--- Provided information ---
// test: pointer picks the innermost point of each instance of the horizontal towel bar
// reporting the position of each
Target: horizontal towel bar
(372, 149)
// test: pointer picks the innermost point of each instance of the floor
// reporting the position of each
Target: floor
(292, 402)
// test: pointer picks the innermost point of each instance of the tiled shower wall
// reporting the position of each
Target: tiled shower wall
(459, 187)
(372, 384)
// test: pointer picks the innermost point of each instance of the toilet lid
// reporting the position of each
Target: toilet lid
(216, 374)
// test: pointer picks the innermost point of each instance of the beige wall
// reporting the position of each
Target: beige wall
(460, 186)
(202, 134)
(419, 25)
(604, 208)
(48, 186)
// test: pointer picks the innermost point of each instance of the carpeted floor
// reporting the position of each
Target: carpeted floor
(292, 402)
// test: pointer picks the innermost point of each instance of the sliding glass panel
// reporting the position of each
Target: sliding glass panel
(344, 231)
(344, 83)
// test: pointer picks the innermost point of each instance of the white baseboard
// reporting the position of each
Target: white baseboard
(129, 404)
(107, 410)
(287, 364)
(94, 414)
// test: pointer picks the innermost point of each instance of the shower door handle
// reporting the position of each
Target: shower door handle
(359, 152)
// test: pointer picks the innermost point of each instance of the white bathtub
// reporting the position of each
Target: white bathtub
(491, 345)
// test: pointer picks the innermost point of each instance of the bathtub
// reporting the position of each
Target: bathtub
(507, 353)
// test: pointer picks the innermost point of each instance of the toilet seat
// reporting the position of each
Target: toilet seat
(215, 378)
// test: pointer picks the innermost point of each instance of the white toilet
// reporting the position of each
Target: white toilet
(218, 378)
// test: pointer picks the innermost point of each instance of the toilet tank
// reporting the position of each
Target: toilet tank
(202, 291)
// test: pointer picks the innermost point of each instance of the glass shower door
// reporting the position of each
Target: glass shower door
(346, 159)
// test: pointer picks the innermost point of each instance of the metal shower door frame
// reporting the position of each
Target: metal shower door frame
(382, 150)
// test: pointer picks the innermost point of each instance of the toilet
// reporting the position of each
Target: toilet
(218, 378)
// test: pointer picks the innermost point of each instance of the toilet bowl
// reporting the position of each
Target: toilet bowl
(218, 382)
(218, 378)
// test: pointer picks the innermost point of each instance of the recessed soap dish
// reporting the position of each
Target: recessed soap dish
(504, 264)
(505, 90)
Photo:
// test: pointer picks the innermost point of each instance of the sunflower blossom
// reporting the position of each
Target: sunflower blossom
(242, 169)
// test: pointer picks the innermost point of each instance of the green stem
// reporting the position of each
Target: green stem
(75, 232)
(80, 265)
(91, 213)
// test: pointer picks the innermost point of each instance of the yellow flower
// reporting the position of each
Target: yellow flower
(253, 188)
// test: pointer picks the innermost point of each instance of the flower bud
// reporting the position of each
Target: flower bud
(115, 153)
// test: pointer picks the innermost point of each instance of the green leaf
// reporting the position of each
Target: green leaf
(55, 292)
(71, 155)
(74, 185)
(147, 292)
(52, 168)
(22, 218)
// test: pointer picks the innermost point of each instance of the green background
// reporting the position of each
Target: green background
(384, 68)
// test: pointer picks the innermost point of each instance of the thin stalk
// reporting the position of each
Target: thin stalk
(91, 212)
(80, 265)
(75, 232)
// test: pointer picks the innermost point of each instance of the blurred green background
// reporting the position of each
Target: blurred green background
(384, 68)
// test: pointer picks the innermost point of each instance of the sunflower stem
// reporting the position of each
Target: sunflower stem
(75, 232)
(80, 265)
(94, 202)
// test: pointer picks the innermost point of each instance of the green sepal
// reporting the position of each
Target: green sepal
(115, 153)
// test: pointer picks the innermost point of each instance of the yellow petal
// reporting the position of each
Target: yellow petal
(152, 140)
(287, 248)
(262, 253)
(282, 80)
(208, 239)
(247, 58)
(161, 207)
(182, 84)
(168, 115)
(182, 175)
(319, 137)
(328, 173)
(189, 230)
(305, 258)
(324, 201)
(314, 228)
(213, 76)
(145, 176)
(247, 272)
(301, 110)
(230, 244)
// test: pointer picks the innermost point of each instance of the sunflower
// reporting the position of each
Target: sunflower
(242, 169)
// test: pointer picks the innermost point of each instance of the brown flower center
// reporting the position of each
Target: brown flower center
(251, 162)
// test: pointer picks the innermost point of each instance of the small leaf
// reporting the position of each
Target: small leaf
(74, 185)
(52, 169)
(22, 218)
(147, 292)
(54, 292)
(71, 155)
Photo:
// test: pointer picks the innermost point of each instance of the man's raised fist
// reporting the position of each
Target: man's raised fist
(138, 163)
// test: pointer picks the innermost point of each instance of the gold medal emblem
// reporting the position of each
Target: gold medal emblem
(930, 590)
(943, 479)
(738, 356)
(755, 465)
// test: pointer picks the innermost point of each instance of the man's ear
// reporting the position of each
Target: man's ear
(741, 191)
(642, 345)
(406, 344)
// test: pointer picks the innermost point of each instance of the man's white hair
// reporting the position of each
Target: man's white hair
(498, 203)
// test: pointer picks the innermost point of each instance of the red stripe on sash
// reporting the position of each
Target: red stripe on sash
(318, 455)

--- Exercise aim ---
Please write out the whole listing once more, exactly.

--- Exercise response ---
// test: pointer picks the innermost point of each instance of the horizontal towel bar
// reporting the position of each
Target: horizontal towel bar
(372, 149)
// test: pointer picks the innermost point of each instance of the floor
// reporting the position of each
Target: floor
(292, 402)
// test: pointer picks the innermost point of each instance of the tiled shower wall
// reporting the position of each
Target: tiled shower wall
(459, 187)
(372, 384)
// test: pointer picks the innermost point of each instance of the toilet lid
// reporting the position of each
Target: toilet lid
(216, 374)
// test: pointer picks the innermost point of each instance of the beige wall
// reporting the position of each
Target: beige wall
(460, 186)
(202, 134)
(419, 25)
(604, 208)
(48, 186)
// test: pointer picks the innermost point of each instance of the carpeted floor
// reporting the position of each
Target: carpeted floor
(292, 402)
// test: pointer picks the innermost point of each instance of the sliding glass panel
// reporting the position of each
Target: sliding glass panel
(344, 231)
(344, 83)
// test: pointer picks the innermost point of each instance of the white baseboard
// reporting the position of each
Target: white baseboard
(129, 404)
(107, 410)
(287, 364)
(94, 414)
// test: pointer picks the innermost point of each instance of the shower door handle
// reporting the position of each
Target: shower door handle
(359, 152)
// test: pointer picks the innermost point of each instance of the white bathtub
// reporting the position of each
Target: white bathtub
(491, 345)
// test: pointer picks the innermost point of each instance of the bathtub
// reporting the position of each
Target: bathtub
(507, 353)
// test: pointer picks the innermost point of each instance of the toilet seat
// reporting the position of each
Target: toilet seat
(215, 378)
// test: pointer picks the innermost point of each instance of the white toilet
// reporting the position of each
Target: white toilet
(218, 378)
// test: pointer picks the innermost point of each instance of the toilet tank
// reporting the position of each
Target: toilet tank
(202, 291)
// test: pointer picks the innermost point of each instance of the glass shower door
// reporting the position of each
Target: glass shower door
(346, 159)
// test: pointer picks the innermost point of each instance of the metal shower door frame
// reporting the position of each
Target: metal shower door frame
(382, 150)
// test: pointer picks the innermost point of each instance of the toilet
// reporting the position of each
Target: toilet
(218, 378)
// test: pointer picks the innermost point of each instance of the toilet bowl
// reporting the position of each
Target: toilet bowl
(218, 382)
(218, 378)
// test: pointer picks the innermost point of each instance of the recessed soap dish
// reporting the position of each
Target: recessed soap dish
(504, 264)
(505, 90)
Photo:
// test: pointer picks the innermost point of each instance of the sunflower blossom
// reporting the position of each
Target: sunflower blossom
(242, 169)
// test: pointer picks the innermost point of each instance of the green stem
// reporting the position of each
Target: green stem
(75, 232)
(80, 265)
(91, 213)
// test: pointer picks the innermost point of each instance of the yellow flower
// reporting the position of each
Target: yellow flower
(253, 188)
// test: pointer picks the innermost point of each instance of the flower bud
// reporting the position of each
Target: flower bud
(115, 153)
// test: pointer picks the innermost point of each instance of the green leaf
// reporting the position of each
Target: green leaf
(55, 292)
(71, 155)
(74, 185)
(147, 292)
(52, 168)
(22, 218)
// test: pointer picks the innermost point of each instance of the green background
// reporting the position of each
Target: green background
(384, 68)
// test: pointer picks the innermost point of each instance of the thin stalk
// reporting the position of each
Target: thin stalk
(91, 212)
(80, 265)
(75, 232)
// test: pointer picks the innermost point of each instance of the blurred green background
// reporting the position of each
Target: blurred green background
(384, 68)
// test: pointer picks the innermost point of each instance of the sunflower stem
// reporting the position of each
Target: sunflower stem
(75, 232)
(80, 265)
(94, 202)
// test: pointer picks the innermost point of each instance of the green sepal
// reporting the position of each
Target: green sepal
(115, 153)
// test: pointer picks the innermost point of each instance of the yellow petal
// reporting the position of each
Target: yellow petal
(152, 140)
(287, 248)
(262, 253)
(282, 80)
(208, 239)
(247, 58)
(161, 207)
(182, 84)
(168, 115)
(182, 175)
(319, 137)
(328, 173)
(189, 230)
(305, 258)
(324, 201)
(314, 228)
(213, 76)
(145, 176)
(247, 272)
(301, 110)
(230, 244)
// test: pointer picks the innermost point of each instance of the sunflower
// reporting the position of each
Target: sunflower
(242, 169)
// test: pointer picks the innermost point of each instance of the brown flower center
// reporting the position of each
Target: brown flower center
(251, 162)
// test: pointer picks the innermost point of each instance of the small leaf
// reporting the position of each
Target: small leaf
(74, 185)
(52, 169)
(22, 218)
(147, 292)
(54, 292)
(71, 155)
Photo:
// test: pointer picks the innermost point of each instance of the man's raised fist
// reporting the position of each
Target: man's raised fist
(138, 163)
// test: pointer picks the innermost point of each instance of the gold medal emblem
// reporting the position of each
Target: gold medal emblem
(930, 590)
(943, 479)
(738, 356)
(755, 465)
// test: pointer picks the innermost point of each instance of the man's ear
// reporting the position of each
Target: man's ear
(741, 191)
(642, 345)
(406, 344)
// test: pointer picks the innermost point of each instance of the man's white hair
// reporting the position of each
Target: man's white hair
(498, 203)
// test: pointer picks the innermost point of each instance of the red stripe on sash
// reporting the position of each
Target: red stripe on sash
(318, 455)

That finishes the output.